• [Exercise text]
Entertainment & Arts

Krister Henriksson on the 'risky' challenge of Doktor Glas

Krister Henriksson
Image caption Krister Henriksson's Doktor Glas has had rave reviews in Sweden

Swedish-language play hits West End

Krister Henriksson is best known on TV as Wallander. As he makes his West End debut in Doktor Glas, he ponders how a play in Swedish will fare in London - and explains why he's happy to say goodbye to Henning Mankell's famous detective.

"Maybe this is silly to do but at least it's brave," says Krister Henriksson, settling on to a sofa in his dressing-room at Wyndham's Theatre.

"I've had a long career as an actor in Sweden and this is the right point for me to do something very risky and challenging."”

On the face of it, Doktor Glas - a one-man show in Swedish (with English surtitles) - does seem a risky piece of programming for a West End packed with musicals and plays with A-list British casts.

Doktor Glas is adapted from the 1905 novel by Hjalmar Soderberg. The book is on the school curriculum in Sweden, but not widely known in the UK. It tells the story of a 19th century physician who falls madly in love with a patient - the unhappily married wife of a clergyman.

The book made an impact on Henriksson when he studied it as a teenager. "It's a crime story but at the same time it asks philosophical and existential questions."

It was while he was filming the first Wallander series in 2005 that he returned to Doktor Glas with the idea of staging the play himself.

"In Sweden we have something we call 'hotel death'," he explains. "If you live too long at a hotel you will die! I was growing fatter and going to the bar –- so I thought I must rescue myself and find something meaningful to do in my free time.

"Then I remembered seeing the play Doktor Glas many years ago starring my idol [Allan Edwall]. I'd gone backstage to say hello and he said to me 'Krister, some day I think you will do this part.'

Image caption Doktor Glas is the story of a doctor who falls madly in love with an unhappily married patient

"So 25 years later I remembered that meeting and I sat in the evening and read Doktor Glas. During one year, I read it 70 times and finally I knew it by heart.

• [Questions]
1. According to the article about Krister Henriksson, how many times did he read Doktor Glas during one year?
2. Copy the stretch of the article about Krister Henriksson from "The book made" through "the play himself." word for word.

• [Supplied material]
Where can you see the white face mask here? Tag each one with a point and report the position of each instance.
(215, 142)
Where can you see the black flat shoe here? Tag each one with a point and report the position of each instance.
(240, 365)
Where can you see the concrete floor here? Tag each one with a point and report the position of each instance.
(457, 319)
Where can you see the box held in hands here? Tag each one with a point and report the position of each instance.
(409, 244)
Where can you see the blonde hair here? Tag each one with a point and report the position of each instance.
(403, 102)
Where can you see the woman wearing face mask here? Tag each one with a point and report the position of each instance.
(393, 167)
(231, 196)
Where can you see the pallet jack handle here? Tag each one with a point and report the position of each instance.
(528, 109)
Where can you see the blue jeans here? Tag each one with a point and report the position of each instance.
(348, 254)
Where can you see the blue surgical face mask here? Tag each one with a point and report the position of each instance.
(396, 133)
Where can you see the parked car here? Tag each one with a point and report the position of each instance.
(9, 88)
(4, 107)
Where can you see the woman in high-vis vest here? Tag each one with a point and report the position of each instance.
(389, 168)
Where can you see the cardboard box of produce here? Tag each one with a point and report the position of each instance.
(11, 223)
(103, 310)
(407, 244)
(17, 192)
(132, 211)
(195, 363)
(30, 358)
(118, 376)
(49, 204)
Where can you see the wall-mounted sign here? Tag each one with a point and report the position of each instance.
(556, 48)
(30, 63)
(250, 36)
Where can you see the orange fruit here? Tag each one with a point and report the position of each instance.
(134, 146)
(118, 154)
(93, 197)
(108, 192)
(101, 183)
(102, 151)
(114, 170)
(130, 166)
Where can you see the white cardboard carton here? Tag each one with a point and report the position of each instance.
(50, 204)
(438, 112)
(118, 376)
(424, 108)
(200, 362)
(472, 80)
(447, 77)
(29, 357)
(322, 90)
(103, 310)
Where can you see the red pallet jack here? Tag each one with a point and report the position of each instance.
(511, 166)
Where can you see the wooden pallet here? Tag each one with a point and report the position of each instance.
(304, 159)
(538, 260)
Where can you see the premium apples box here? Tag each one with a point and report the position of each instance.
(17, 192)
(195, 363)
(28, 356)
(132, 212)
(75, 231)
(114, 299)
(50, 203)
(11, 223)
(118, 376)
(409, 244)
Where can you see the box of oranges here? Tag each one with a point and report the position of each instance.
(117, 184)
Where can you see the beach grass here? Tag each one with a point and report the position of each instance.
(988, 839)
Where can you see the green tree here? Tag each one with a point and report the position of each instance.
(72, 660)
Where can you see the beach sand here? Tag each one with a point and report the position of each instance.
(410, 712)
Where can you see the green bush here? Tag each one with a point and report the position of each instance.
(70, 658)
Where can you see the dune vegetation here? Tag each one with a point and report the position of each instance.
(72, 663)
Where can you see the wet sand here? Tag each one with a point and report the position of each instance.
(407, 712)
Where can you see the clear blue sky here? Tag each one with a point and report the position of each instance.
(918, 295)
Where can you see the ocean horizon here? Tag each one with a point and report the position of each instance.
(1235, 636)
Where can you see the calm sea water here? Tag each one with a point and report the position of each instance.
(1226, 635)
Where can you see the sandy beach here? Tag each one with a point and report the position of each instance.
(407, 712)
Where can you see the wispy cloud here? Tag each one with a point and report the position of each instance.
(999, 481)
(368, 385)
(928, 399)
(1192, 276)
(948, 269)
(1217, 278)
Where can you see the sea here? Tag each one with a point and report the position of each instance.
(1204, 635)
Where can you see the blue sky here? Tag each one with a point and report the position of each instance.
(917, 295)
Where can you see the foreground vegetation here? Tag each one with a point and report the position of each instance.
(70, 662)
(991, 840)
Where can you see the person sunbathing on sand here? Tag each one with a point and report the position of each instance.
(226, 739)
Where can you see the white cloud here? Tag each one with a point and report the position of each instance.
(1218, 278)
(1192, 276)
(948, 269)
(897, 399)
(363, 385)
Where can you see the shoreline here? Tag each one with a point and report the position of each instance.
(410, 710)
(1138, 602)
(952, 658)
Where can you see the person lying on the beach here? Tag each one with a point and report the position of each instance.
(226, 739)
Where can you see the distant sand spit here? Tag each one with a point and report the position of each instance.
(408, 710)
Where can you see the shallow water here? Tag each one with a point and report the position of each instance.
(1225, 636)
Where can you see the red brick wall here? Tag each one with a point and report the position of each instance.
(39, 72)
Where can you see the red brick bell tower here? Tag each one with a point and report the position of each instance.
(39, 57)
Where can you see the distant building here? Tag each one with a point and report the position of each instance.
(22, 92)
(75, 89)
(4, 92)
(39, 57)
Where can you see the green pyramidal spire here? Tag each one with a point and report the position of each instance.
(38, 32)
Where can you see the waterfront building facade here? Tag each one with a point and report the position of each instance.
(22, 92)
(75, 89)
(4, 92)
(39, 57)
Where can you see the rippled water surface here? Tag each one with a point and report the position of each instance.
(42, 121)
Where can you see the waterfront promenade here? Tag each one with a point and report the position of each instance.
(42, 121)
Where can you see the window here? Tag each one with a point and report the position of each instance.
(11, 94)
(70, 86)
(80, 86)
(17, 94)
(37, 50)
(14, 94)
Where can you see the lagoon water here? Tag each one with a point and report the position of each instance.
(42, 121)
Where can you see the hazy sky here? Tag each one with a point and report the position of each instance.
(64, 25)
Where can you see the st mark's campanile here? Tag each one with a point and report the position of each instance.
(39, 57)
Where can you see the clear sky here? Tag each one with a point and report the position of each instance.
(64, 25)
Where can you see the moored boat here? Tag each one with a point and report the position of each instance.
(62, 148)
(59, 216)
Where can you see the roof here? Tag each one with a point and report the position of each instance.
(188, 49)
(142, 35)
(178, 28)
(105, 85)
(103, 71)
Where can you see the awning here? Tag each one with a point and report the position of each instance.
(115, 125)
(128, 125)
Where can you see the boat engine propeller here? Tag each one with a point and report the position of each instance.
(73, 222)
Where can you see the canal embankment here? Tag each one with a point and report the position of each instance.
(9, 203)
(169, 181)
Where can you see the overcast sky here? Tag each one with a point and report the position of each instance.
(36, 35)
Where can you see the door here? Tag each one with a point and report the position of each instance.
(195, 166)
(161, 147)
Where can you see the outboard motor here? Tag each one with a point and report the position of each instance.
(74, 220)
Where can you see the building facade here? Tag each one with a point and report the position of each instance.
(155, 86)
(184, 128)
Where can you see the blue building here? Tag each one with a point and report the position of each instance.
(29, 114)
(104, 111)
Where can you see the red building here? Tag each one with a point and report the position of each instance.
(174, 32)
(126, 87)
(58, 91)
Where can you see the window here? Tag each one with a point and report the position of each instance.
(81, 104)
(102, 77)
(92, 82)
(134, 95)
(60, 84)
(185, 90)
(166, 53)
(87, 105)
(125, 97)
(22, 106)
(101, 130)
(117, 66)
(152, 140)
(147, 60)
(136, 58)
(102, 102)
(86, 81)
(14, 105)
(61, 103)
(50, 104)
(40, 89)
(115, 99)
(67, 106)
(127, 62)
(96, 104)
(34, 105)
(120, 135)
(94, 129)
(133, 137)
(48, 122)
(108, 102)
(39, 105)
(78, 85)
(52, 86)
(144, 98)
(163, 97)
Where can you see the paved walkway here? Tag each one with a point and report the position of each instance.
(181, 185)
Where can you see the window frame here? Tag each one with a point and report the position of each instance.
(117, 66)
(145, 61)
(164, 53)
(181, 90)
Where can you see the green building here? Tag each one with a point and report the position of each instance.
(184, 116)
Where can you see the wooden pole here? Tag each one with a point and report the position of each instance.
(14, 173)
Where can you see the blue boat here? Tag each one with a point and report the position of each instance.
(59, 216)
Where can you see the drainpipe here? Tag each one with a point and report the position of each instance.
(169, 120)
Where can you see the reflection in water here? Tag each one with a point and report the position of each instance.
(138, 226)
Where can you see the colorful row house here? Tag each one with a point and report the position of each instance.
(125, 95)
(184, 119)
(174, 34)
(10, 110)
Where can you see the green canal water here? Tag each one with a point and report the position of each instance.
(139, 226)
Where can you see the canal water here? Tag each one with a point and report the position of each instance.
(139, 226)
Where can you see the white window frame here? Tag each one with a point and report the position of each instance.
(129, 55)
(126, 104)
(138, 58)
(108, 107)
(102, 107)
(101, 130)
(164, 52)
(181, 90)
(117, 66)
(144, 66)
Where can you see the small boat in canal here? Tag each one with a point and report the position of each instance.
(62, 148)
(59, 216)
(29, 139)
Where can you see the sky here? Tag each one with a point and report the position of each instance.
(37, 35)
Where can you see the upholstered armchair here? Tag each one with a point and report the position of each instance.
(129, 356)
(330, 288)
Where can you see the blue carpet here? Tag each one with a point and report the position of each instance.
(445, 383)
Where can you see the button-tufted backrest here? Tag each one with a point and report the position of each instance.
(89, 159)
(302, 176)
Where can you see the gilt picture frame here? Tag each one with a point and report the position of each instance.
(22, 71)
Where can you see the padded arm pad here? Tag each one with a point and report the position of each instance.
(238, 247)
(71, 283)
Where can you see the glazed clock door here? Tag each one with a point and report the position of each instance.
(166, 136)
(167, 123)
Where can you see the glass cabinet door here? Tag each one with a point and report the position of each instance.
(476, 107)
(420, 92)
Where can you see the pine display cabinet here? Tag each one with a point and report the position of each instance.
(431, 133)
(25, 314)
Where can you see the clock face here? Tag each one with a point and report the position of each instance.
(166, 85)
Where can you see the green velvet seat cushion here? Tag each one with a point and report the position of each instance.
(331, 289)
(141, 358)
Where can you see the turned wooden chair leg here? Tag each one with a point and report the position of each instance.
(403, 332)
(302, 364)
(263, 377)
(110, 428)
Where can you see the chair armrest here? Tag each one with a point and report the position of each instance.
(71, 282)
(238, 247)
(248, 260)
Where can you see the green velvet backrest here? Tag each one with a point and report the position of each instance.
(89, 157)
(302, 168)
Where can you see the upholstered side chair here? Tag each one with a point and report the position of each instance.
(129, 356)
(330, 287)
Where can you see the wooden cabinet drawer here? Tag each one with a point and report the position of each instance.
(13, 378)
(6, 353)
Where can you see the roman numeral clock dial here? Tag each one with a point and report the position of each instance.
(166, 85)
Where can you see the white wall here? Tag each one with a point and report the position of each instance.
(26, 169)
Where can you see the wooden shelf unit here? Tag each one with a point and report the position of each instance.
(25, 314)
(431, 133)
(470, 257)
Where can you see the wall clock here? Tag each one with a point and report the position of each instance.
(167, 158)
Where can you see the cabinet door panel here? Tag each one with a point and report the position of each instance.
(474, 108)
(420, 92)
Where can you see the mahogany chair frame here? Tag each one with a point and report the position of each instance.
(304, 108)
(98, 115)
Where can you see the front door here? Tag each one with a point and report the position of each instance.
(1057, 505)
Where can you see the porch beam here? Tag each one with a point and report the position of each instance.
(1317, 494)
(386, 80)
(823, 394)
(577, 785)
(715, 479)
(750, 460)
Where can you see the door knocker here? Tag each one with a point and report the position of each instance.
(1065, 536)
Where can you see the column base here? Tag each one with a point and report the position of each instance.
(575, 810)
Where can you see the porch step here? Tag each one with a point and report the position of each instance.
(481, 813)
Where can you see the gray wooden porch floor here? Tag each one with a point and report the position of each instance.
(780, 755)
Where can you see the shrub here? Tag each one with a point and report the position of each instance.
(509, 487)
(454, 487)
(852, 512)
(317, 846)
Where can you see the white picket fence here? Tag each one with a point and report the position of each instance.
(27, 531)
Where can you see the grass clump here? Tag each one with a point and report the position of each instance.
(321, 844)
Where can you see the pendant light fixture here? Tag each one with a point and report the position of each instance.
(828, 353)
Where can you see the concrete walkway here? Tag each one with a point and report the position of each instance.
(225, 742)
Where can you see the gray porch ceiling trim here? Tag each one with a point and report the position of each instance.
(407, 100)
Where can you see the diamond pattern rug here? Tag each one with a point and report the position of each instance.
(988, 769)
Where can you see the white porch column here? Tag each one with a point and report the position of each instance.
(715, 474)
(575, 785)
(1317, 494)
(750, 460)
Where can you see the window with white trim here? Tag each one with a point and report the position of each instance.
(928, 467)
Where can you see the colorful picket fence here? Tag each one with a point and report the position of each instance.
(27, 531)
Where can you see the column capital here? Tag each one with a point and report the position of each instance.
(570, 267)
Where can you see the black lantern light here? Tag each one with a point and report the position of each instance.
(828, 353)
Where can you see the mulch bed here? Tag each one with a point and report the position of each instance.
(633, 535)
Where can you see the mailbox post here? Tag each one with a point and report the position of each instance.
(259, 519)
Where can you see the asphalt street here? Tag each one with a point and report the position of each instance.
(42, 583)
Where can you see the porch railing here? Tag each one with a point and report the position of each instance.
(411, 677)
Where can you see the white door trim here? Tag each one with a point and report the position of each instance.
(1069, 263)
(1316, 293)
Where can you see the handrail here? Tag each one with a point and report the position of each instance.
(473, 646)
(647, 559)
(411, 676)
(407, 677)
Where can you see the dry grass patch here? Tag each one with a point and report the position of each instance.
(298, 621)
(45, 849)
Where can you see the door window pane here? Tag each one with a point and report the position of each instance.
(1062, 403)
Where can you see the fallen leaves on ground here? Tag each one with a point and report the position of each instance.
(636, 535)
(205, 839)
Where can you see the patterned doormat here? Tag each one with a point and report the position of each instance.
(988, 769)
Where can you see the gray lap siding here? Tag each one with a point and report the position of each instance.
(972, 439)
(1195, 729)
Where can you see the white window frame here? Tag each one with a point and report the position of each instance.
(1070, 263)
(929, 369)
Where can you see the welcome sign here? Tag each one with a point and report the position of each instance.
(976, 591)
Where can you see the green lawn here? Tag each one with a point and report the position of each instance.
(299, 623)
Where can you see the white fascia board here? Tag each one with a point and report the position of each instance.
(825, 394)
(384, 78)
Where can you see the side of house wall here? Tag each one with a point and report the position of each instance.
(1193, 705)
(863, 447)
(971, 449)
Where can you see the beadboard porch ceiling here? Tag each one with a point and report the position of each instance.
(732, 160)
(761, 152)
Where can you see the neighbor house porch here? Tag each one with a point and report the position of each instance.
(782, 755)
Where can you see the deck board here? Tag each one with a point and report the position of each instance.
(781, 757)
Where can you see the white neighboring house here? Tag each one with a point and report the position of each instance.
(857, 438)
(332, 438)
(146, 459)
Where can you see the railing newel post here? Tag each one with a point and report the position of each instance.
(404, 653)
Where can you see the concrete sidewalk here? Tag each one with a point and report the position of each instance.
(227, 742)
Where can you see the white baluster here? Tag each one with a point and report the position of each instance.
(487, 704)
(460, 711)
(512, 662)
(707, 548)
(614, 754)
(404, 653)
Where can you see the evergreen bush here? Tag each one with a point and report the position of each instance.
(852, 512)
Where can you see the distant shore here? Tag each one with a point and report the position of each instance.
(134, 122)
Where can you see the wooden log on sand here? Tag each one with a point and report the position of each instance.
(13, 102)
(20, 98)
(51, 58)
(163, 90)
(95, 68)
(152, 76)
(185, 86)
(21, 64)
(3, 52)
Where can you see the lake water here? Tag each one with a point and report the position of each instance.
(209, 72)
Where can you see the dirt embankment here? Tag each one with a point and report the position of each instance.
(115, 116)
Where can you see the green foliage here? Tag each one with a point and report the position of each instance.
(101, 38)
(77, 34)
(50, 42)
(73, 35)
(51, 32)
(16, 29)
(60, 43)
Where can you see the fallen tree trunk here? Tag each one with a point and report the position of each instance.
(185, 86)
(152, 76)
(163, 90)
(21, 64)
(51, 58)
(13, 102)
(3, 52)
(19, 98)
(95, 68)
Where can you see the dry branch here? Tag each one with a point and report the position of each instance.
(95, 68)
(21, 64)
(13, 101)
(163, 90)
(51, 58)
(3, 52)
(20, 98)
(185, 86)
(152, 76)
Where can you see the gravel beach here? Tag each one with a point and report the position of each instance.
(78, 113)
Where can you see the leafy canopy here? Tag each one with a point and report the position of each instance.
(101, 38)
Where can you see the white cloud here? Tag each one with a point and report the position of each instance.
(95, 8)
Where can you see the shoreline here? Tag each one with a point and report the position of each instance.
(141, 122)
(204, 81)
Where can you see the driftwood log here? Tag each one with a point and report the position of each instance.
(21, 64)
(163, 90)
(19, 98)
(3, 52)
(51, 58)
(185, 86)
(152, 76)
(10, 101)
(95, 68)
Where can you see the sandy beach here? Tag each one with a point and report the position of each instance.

• [Answers to the exercise]
1. 70 times

2.
The book made an impact on Henriksson when he studied it as a teenager. "It's a crime story but at the same time it asks philosophical and existential questions."

It was while he was filming the first Wallander series in 2005 that he returned to Doktor Glas with the idea of staging the play himself.